Stored items from a collection
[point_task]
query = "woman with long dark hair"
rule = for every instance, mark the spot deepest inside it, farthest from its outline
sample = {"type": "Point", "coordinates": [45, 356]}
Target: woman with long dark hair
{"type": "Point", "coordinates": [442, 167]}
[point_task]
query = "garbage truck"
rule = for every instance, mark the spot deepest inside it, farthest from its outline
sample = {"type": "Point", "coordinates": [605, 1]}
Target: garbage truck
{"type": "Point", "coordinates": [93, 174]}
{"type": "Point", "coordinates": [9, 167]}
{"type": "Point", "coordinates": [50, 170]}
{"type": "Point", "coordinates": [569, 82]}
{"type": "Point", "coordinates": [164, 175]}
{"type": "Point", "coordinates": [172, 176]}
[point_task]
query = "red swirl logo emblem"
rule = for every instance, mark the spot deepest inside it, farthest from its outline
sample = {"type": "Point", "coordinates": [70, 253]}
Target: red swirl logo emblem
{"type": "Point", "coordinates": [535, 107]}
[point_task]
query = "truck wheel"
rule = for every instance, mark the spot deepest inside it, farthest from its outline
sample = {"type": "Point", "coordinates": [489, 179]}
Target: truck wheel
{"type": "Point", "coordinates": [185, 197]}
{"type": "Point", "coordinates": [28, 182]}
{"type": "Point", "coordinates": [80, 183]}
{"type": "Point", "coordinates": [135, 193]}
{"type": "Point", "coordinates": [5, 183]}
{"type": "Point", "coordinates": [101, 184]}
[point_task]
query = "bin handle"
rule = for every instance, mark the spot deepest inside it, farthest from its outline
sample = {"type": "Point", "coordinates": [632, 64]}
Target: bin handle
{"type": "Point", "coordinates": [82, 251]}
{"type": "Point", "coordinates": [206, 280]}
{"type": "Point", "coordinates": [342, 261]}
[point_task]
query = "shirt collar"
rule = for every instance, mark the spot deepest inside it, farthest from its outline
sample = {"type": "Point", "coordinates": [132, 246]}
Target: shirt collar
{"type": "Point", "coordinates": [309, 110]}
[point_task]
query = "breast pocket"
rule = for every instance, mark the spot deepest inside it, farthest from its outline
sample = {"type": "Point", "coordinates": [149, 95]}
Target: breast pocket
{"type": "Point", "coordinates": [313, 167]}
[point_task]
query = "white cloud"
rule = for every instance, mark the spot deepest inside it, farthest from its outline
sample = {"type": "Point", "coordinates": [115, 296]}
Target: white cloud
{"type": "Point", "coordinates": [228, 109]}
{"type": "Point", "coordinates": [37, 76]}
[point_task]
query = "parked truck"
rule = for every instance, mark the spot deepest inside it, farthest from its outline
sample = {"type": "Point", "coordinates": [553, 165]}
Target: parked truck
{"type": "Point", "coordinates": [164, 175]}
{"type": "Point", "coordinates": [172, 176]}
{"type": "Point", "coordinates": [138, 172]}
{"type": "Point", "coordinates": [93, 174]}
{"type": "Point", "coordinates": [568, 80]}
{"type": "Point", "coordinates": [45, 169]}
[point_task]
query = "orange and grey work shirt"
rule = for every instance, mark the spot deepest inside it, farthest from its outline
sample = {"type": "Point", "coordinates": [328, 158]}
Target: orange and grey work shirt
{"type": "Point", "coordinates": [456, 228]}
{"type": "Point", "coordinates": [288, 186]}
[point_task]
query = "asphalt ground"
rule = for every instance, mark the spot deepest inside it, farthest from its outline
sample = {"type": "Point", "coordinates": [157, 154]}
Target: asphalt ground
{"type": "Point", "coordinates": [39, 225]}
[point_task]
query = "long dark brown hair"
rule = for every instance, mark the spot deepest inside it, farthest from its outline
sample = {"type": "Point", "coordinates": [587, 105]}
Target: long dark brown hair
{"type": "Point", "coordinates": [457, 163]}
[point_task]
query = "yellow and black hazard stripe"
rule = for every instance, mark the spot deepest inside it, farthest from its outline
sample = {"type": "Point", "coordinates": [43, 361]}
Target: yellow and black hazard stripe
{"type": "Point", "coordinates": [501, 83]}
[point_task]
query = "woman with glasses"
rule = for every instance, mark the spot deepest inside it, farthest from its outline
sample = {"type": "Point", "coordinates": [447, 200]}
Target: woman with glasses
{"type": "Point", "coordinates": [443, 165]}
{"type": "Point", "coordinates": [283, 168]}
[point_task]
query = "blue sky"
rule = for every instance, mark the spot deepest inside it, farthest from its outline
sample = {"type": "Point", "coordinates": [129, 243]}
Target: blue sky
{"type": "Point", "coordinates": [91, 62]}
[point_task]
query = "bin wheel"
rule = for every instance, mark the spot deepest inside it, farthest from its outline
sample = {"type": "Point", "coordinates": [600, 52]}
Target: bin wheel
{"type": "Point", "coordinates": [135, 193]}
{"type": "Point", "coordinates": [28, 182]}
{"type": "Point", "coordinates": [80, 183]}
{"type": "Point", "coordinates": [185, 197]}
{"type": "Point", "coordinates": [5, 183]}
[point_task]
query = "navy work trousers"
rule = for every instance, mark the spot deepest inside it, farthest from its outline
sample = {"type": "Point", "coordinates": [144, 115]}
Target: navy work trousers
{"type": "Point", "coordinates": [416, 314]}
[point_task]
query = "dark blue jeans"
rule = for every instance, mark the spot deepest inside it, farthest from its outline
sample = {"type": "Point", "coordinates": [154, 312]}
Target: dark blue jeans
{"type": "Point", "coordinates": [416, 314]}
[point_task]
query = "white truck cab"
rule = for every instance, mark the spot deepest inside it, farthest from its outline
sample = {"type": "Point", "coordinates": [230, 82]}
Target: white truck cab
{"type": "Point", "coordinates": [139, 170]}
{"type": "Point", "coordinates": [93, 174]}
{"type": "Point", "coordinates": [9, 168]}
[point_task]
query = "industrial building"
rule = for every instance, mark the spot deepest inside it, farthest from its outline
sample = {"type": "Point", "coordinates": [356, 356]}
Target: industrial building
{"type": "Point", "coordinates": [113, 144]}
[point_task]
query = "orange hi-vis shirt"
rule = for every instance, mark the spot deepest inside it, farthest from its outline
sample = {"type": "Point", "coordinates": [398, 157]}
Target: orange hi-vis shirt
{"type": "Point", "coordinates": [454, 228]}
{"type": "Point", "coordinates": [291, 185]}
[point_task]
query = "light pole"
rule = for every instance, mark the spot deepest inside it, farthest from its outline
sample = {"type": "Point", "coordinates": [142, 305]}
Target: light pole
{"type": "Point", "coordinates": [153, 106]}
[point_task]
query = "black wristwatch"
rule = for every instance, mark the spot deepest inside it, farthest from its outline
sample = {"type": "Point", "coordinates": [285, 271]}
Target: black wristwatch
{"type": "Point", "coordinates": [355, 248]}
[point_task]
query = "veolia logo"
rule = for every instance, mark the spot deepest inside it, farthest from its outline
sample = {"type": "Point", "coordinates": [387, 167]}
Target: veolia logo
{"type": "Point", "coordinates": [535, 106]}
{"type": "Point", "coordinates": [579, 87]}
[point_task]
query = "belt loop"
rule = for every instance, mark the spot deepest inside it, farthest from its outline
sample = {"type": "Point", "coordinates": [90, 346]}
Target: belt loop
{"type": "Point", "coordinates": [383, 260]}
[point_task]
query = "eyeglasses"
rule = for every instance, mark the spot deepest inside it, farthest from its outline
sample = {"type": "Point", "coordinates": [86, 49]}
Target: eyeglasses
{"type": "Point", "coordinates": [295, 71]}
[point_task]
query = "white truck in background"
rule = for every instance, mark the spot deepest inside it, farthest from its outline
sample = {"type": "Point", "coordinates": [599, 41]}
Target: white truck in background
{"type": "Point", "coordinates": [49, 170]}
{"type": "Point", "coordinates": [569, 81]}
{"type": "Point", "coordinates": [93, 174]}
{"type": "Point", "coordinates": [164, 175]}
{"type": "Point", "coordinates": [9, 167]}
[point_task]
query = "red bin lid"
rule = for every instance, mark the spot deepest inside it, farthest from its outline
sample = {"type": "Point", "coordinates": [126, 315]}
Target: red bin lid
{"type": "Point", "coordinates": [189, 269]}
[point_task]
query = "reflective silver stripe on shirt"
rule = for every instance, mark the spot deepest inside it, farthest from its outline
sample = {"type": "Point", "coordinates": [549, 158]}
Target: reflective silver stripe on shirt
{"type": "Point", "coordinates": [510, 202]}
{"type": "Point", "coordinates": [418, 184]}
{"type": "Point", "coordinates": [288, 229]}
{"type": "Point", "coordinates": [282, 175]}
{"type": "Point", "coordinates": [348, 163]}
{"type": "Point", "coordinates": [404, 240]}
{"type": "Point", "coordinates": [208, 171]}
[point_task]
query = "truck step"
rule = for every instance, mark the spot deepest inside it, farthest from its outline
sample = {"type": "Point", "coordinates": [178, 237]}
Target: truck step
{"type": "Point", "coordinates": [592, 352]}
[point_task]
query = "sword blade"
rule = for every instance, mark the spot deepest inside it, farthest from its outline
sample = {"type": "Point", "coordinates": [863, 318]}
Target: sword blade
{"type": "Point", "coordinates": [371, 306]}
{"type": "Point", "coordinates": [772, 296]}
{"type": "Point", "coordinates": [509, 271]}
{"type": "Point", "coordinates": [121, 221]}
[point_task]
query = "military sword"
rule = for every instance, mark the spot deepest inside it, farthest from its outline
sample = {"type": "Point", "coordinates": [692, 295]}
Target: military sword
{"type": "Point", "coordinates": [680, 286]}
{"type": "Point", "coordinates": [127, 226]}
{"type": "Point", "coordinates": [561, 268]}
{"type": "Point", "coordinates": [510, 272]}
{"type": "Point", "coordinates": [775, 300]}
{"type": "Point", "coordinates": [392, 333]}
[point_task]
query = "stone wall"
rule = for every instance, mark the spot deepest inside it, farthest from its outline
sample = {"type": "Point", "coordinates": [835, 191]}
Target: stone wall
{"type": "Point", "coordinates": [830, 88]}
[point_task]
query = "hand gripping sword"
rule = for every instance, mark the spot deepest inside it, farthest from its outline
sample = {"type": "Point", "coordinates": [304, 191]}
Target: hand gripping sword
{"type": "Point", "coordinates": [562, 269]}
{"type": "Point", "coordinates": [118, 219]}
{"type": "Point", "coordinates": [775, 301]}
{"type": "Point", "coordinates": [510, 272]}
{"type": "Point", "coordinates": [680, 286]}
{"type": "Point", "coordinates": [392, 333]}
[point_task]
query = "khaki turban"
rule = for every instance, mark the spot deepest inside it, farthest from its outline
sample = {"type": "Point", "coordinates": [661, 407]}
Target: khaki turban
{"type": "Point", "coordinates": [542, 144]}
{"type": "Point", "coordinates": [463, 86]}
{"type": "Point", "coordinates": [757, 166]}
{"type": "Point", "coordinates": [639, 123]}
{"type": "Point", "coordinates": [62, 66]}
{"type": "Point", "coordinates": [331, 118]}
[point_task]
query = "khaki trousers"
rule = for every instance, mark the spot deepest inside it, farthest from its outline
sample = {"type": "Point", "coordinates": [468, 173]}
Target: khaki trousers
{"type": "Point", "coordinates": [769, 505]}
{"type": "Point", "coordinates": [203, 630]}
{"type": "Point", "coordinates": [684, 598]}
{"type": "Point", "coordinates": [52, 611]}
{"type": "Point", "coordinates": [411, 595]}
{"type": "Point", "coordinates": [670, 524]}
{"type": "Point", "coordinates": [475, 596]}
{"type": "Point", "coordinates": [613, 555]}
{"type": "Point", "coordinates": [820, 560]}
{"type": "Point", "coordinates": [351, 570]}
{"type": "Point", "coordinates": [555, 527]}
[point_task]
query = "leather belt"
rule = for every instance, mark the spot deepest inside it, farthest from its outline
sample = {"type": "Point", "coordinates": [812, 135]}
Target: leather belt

▶ Task details
How many of the lines in these entries hold "leather"? Report only the count.

▶ Result
2